**SUPPLIED DATA:**
·····
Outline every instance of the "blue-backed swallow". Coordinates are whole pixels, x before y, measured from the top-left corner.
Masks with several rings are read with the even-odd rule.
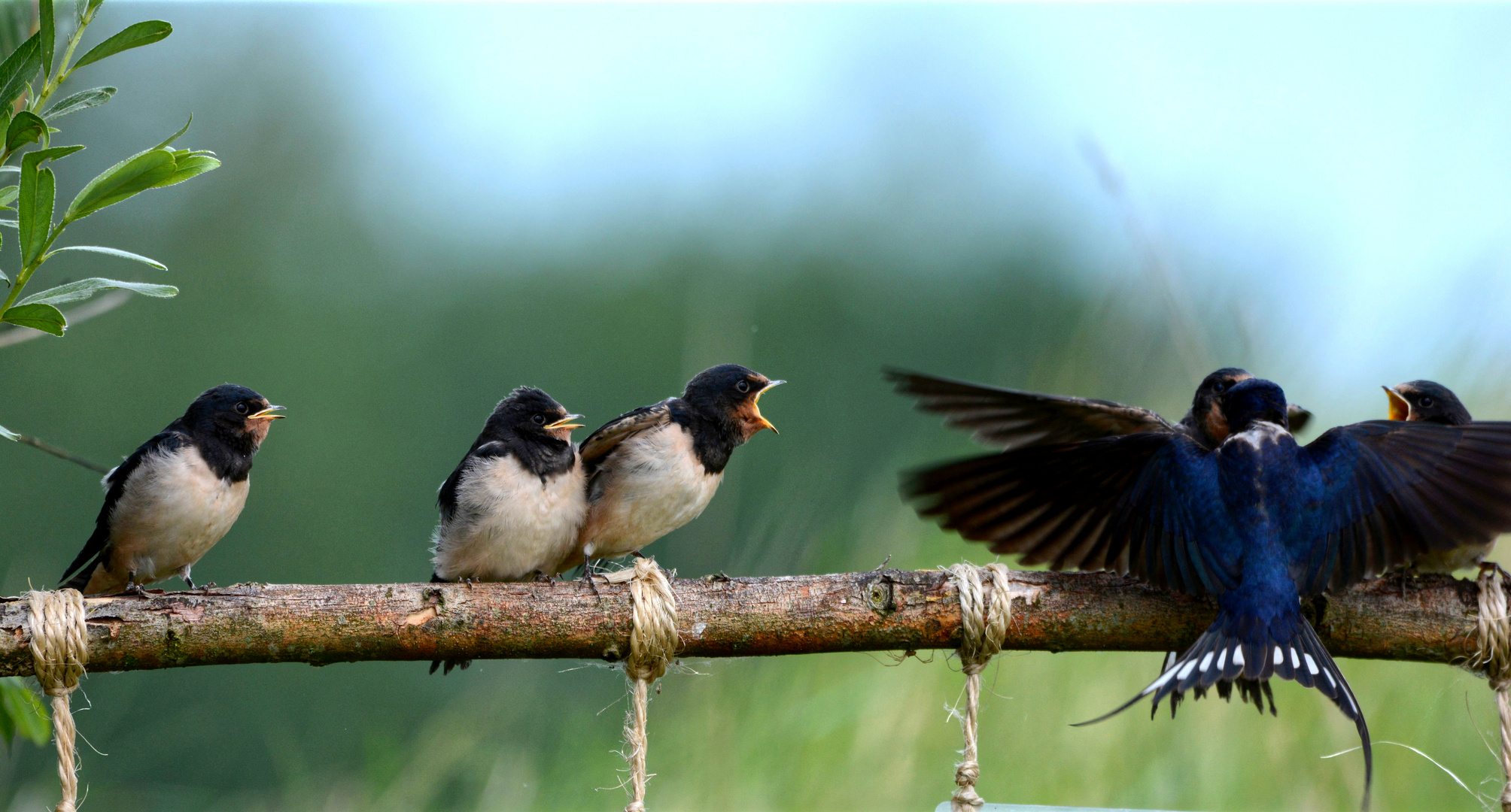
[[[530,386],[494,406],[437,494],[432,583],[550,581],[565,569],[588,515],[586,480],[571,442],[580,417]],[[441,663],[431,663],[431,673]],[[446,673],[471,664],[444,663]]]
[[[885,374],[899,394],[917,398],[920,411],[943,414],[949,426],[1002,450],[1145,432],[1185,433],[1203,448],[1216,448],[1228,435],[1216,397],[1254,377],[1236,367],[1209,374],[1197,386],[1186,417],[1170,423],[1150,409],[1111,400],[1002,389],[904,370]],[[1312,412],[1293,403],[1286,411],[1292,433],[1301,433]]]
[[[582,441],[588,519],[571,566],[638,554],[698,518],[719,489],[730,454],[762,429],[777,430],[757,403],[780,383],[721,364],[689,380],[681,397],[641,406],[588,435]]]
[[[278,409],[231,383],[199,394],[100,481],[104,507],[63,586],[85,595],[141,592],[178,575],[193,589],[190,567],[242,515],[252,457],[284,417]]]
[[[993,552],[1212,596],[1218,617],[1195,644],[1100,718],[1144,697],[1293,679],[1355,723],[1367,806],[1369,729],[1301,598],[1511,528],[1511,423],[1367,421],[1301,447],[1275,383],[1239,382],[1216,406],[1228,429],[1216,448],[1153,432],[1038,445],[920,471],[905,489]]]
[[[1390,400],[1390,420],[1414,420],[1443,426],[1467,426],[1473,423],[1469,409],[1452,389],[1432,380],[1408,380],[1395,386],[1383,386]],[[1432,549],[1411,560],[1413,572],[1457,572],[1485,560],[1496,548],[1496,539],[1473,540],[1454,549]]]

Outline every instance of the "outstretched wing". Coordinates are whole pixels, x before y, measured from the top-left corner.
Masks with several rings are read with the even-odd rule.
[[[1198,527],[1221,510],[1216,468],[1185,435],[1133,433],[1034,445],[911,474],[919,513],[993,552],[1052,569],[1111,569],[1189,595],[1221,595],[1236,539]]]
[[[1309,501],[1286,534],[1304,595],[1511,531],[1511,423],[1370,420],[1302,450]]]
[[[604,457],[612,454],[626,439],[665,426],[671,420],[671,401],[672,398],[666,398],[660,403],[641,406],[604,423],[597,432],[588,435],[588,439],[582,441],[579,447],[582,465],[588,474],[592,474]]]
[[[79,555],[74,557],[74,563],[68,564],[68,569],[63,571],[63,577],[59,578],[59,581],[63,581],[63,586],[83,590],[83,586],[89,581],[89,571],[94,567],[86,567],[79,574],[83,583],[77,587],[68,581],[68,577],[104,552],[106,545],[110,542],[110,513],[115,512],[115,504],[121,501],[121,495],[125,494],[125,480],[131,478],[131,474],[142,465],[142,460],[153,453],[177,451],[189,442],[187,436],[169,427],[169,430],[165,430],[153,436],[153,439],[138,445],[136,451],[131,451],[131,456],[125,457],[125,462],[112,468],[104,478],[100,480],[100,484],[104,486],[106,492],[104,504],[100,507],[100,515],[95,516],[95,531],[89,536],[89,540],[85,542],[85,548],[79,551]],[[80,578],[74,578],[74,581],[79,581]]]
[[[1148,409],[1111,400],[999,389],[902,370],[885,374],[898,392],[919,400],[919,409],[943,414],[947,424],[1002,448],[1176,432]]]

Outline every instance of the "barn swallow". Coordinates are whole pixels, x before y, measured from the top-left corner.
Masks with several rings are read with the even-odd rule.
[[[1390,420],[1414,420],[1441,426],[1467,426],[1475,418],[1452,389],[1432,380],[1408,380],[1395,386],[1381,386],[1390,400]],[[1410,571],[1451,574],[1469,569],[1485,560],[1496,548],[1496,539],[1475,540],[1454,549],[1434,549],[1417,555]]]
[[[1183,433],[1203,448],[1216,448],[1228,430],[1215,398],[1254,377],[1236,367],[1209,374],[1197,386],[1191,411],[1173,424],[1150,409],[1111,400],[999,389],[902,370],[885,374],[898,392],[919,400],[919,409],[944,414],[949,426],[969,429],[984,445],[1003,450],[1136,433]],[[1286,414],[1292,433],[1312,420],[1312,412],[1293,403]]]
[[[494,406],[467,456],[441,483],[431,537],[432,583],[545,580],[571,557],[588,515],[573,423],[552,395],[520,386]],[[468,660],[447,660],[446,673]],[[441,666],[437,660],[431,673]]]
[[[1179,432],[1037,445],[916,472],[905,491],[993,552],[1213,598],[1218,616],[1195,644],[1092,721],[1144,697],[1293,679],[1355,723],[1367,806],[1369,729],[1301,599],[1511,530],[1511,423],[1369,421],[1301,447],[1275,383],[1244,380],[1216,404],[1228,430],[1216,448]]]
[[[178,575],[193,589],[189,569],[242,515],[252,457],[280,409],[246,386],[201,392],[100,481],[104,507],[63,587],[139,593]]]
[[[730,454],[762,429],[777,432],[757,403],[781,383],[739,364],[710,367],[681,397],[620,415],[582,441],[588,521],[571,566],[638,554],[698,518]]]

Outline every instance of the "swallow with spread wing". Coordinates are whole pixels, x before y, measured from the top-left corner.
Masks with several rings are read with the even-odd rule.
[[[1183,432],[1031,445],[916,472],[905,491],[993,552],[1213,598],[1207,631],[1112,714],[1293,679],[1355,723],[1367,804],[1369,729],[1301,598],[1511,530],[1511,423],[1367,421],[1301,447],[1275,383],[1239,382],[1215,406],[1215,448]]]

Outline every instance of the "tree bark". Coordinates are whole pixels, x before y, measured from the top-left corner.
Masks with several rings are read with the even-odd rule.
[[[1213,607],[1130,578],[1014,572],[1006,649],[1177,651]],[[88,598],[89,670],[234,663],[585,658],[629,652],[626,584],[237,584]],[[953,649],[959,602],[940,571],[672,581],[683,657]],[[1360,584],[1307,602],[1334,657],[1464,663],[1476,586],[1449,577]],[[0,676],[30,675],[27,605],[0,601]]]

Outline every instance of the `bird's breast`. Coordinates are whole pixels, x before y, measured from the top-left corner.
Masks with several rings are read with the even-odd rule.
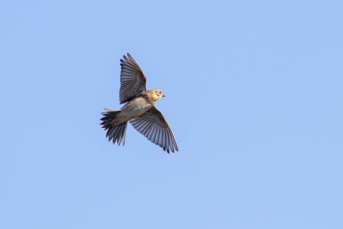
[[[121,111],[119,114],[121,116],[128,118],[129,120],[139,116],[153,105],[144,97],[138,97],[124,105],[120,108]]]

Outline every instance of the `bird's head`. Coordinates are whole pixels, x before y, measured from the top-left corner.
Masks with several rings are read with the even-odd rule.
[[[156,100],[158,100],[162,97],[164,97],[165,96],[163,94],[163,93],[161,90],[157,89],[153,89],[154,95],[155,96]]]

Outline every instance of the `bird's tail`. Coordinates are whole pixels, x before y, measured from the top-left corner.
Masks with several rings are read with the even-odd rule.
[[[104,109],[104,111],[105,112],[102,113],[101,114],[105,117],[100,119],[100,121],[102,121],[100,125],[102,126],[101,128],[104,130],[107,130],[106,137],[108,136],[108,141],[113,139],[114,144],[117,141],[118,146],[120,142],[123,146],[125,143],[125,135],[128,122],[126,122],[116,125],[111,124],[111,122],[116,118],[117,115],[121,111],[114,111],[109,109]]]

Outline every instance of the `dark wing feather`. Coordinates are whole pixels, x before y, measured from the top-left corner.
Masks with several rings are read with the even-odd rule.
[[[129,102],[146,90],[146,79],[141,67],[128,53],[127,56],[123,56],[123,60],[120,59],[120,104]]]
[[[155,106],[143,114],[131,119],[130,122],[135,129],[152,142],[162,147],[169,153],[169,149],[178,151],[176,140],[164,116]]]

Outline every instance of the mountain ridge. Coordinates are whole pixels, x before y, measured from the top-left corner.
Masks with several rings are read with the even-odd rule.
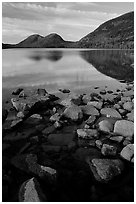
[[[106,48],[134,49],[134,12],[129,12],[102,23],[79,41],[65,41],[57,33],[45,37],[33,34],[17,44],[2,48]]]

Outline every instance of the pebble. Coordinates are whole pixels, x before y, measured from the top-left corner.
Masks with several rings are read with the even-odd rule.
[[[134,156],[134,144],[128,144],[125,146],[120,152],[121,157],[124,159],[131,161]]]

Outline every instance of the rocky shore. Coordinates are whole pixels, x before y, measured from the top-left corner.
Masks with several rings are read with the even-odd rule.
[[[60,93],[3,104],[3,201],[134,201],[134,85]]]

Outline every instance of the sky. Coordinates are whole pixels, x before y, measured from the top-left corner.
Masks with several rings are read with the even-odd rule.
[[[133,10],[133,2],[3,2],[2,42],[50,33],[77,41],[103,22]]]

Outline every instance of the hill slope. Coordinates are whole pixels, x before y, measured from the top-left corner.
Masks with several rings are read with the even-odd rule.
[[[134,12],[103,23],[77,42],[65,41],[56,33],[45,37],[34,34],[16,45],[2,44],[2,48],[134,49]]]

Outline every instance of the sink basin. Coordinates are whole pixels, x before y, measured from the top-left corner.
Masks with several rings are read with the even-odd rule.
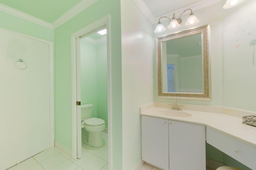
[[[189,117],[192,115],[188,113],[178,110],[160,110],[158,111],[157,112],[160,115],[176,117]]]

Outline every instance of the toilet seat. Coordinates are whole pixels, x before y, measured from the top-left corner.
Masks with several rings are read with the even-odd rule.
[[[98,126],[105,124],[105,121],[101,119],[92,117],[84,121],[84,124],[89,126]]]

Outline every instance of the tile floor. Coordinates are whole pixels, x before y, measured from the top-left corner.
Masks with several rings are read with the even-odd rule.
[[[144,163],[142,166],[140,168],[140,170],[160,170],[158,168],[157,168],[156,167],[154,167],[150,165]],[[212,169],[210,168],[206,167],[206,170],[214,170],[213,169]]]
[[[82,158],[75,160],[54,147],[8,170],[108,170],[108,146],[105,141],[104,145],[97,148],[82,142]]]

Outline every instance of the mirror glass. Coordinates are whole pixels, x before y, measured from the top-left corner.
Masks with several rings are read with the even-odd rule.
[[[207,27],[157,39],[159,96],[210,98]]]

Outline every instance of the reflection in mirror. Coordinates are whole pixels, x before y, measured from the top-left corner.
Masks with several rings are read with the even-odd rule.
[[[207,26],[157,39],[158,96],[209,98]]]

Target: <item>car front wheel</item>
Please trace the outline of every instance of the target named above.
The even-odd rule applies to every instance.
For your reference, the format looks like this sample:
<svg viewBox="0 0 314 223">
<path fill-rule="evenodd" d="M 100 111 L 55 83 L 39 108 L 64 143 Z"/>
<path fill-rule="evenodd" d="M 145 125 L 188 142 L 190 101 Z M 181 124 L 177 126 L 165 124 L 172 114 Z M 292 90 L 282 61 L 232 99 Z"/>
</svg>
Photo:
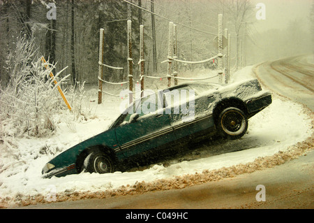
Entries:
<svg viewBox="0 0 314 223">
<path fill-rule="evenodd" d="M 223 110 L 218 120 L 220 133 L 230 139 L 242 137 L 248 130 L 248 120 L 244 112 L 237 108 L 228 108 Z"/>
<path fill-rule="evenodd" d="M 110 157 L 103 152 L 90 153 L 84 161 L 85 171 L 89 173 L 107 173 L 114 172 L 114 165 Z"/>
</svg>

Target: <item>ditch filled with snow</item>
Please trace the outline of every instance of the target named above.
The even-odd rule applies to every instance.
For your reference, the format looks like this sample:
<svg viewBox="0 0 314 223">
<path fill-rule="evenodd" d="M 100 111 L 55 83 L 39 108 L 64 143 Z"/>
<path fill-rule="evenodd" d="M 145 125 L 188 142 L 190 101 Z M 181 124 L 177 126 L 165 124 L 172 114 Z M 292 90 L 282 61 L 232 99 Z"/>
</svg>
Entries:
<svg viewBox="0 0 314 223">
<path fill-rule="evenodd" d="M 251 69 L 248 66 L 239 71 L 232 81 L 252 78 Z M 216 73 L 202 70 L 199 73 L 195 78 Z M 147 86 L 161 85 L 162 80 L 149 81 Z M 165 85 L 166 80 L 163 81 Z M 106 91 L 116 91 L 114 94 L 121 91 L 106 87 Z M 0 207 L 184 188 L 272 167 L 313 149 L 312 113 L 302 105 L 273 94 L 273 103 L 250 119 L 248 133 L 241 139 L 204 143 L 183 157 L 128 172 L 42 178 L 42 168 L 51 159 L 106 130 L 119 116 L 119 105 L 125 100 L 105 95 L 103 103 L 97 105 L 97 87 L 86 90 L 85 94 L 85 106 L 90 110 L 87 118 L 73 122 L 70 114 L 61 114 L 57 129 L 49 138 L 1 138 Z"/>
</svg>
·····
**TASK DETAILS:** How many lines of the records above contain the string "path"? Reply with the number only.

**WRITTEN REPLY:** 7